* START Passage provided *

Clear political directives and strategies for resilience, response and recovery

Humanitarian assistance is a priority in Italy’s policy framework. However, policy documents still reflect a linear approach to crises and a sequential approach to humanitarian response, rather than a more holistic approach. The upcoming guidelines on the nexus between humanitarian assistance and development co-operation should help Italy strengthen its analysis and programming in crises, building on its comparative advantage. Italy’s humanitarian budget increase highlights the priority given to humanitarian action, but is primarily explained by Italy’s focus on migration and crises in the Middle East, with little predictability over its budget trajectory in the long run.

Italy takes a sequential, rather than holistic, approach to crises

Humanitarian assistance is integrated in Law 125/2014 (Republic of Italy, 2014[1]) and is a priority in the three-year programming and policy planning document (Government of Italy, 2017[2]). Both documents define humanitarian assistance as an initial step towards development after a shock. This linear approach to humanitarian assistance can be relevant following natural disasters, yet Italy’s humanitarian aid is primarily mobilised as a response to man-made crises (OpenAID Italy, 2019[3]) where humanitarian needs originate from a complex interaction of social, economic, environmental, political and security crises drivers that do not develop in a linear way. While funding procedures are similar, AICS’s guidelines for bilateral humanitarian aid further compartmentalise humanitarian contexts into three different phases: primary emergency, emergency, and linking relief, rehabilitation, and development (LRRD) (AICS, 2016[4]). This compartmentalisation does not encourage coherent aid in complex crises.

New guidelines on the humanitarian-development-peace nexus are being drafted

Italy is aware that in fragile contexts not all problems have a clear and distinct humanitarian or development solution. Italy has started to develop guidelines, together with civil society and academia, on the nexus between humanitarian aid, development co-operation and peace. This positive initiative will align Italy’s development co-operation with international policies, including the DAC Recommendation on the Humanitarian-Development-Peace Nexus, to help build a more comprehensive approach to crises and review how humanitarian assistance can be deployed coherently with its other aid instruments (OECD, 2019[5]). The wide dissemination of Italy’s guidelines, including the conflict and risk analysis tools that are being elaborated alongside them, will allow Italy and its partners to better analyse and select programmes in fragile or crisis contexts.

* END Passage provided *
* START Data lines *

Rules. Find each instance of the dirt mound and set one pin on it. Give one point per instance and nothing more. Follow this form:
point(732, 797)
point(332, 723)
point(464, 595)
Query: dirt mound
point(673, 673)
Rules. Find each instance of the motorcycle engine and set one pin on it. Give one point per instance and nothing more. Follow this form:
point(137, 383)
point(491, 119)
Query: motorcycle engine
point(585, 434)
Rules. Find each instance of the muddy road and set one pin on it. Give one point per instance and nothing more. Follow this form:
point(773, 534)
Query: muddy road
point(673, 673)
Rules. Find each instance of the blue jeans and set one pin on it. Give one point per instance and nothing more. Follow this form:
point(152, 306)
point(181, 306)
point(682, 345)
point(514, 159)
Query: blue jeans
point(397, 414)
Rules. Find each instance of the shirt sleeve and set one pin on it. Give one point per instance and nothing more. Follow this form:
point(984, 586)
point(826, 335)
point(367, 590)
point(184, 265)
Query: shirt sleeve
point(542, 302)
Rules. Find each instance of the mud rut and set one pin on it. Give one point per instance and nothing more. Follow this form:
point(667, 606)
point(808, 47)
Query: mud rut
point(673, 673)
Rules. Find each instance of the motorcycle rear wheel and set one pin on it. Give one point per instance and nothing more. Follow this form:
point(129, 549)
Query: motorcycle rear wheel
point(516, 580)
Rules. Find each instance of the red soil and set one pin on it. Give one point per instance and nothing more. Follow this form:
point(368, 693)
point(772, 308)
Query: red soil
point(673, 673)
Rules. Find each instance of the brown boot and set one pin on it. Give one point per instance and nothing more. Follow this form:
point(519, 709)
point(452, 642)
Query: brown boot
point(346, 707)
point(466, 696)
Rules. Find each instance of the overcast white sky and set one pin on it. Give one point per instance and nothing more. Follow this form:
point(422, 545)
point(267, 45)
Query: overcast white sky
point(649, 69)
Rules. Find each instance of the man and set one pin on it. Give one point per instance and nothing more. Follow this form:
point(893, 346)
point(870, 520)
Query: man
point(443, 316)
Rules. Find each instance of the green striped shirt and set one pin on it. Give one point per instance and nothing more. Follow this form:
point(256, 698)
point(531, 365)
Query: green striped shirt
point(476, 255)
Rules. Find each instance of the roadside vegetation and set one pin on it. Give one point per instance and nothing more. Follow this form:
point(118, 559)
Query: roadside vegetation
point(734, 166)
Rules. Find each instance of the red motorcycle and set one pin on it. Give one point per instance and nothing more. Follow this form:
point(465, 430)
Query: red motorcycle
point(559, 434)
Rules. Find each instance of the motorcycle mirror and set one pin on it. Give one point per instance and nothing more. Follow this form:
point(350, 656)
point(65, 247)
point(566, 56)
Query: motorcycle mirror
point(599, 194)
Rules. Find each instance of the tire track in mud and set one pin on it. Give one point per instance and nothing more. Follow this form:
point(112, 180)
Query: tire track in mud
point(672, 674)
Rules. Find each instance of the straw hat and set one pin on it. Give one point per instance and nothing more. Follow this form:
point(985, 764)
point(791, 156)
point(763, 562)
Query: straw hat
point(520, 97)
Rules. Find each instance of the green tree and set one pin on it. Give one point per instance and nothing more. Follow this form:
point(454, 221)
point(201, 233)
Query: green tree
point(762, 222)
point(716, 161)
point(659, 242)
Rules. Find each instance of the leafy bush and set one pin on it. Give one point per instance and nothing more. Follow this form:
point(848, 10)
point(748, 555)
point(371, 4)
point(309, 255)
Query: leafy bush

* END Data lines *

• Instruction A: List the kinds of crisis drivers that the passage on Italy's humanitarian policy names as interacting in man-made crises.
• Instruction B: Please extract everything from "Humanitarian assistance is a" down to "the long run." in the passage on Italy's humanitarian policy.

• Solution A:
social
economic
environmental
political
security

• Solution B:
Humanitarian assistance is a priority in Italy’s policy framework. However, policy documents still reflect a linear approach to crises and a sequential approach to humanitarian response, rather than a more holistic approach. The upcoming guidelines on the nexus between humanitarian assistance and development co-operation should help Italy strengthen its analysis and programming in crises, building on its comparative advantage. Italy’s humanitarian budget increase highlights the priority given to humanitarian action, but is primarily explained by Italy’s focus on migration and crises in the Middle East, with little predictability over its budget trajectory in the long run.